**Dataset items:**
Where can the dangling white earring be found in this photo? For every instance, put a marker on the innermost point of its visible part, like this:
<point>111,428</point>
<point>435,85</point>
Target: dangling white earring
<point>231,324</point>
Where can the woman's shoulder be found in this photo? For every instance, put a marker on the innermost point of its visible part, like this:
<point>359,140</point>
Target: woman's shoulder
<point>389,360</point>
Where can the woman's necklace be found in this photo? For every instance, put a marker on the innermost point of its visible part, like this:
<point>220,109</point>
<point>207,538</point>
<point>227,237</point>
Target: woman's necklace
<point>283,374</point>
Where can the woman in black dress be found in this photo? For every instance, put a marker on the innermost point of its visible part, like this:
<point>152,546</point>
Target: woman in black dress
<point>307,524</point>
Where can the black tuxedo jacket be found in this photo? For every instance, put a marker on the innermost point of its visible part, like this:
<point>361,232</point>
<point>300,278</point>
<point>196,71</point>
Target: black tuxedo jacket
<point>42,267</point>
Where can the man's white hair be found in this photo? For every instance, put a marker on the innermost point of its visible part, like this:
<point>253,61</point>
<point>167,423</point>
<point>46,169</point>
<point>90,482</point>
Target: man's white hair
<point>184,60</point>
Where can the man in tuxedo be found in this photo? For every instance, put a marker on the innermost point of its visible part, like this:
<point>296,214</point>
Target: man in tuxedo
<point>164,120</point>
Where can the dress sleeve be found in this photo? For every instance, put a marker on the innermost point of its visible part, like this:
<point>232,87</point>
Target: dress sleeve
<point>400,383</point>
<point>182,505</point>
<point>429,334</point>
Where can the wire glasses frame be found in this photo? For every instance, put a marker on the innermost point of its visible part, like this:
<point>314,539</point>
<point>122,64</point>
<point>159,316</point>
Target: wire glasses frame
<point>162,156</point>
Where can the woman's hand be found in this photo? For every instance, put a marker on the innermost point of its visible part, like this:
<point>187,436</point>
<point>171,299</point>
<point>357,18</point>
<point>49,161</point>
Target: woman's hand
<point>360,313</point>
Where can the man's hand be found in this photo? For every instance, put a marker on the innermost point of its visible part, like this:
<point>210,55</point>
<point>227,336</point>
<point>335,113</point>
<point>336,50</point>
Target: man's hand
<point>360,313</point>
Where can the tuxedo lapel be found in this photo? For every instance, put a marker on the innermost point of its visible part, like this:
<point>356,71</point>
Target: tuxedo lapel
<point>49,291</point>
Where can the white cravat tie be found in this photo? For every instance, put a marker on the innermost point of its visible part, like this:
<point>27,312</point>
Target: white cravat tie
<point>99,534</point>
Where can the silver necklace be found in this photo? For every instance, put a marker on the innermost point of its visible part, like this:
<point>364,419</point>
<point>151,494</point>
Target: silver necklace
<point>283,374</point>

**Task description:** Every record must be repeated precisely and in full.

**Response to this task:**
Where can the dangling white earring be found in this photo? For every instance, put a marker on the innermost point of its visible part, like this:
<point>111,428</point>
<point>435,85</point>
Target: dangling white earring
<point>231,324</point>
Where can the woman's shoulder be found in this photo? For every instance, put a marker on the innermost point of its visible part, like this:
<point>359,140</point>
Target: woman's shoulder
<point>389,360</point>
Where can the woman's necklace be found in this photo? For every instance, put a marker on the innermost point of its visible part, like this:
<point>220,109</point>
<point>207,538</point>
<point>227,237</point>
Target: woman's necklace
<point>283,374</point>
Where can the woman in black dress be found in this photo? For every instance, put a marker on the innermost point of its visible part, like this:
<point>152,546</point>
Target: woman in black dress
<point>307,524</point>
Where can the black tuxedo jacket be found in this photo? For every instance, put a marker on the innermost point of its visible part, like this:
<point>361,232</point>
<point>300,278</point>
<point>196,71</point>
Target: black tuxedo jacket
<point>42,267</point>
Where can the man's white hair be found in this photo? For every instance, put a marker on the innermost point of its visible part, like this:
<point>253,61</point>
<point>167,423</point>
<point>46,169</point>
<point>90,482</point>
Target: man's white hair
<point>184,60</point>
Where can the man in tuxedo be found in this photo? For every instance, put a marker on the innermost point of its visible part, like this:
<point>296,214</point>
Target: man in tuxedo
<point>164,120</point>
Where can the dress sleeve be found in this photo? For every instance, put a marker on the innermost point of its visible part, like this:
<point>232,87</point>
Target: dress sleeve
<point>400,383</point>
<point>182,505</point>
<point>429,334</point>
Where can the wire glasses frame be found in this photo? For every instance, put a marker on the innermost point of its visible part, like this:
<point>314,539</point>
<point>122,64</point>
<point>159,316</point>
Target: wire glasses frame
<point>162,156</point>
Where can the woman's hand be found in this photo? For every instance, put a marker on the innermost point of its visible part, like this:
<point>187,436</point>
<point>171,299</point>
<point>357,18</point>
<point>49,161</point>
Target: woman's hand
<point>360,313</point>
Where can the man's hand be found in this photo? For every instance, put a marker on the innermost point of its visible part, like this:
<point>210,55</point>
<point>227,336</point>
<point>335,113</point>
<point>336,50</point>
Target: man's hand
<point>360,313</point>
Where can the tuxedo lapel be found in this photo? For every instance, put a marker on the innermost point of its visible part, like this:
<point>356,71</point>
Target: tuxedo lapel
<point>49,291</point>
Where can the white cravat tie be found in this photo? For every instance, put a marker on the innermost point of its visible part, like this:
<point>27,312</point>
Target: white cravat tie
<point>99,534</point>
Where can the silver necklace be found in this photo? For every instance, put a marker on the innermost point of its visible part, like this:
<point>364,419</point>
<point>151,494</point>
Target: silver necklace
<point>283,374</point>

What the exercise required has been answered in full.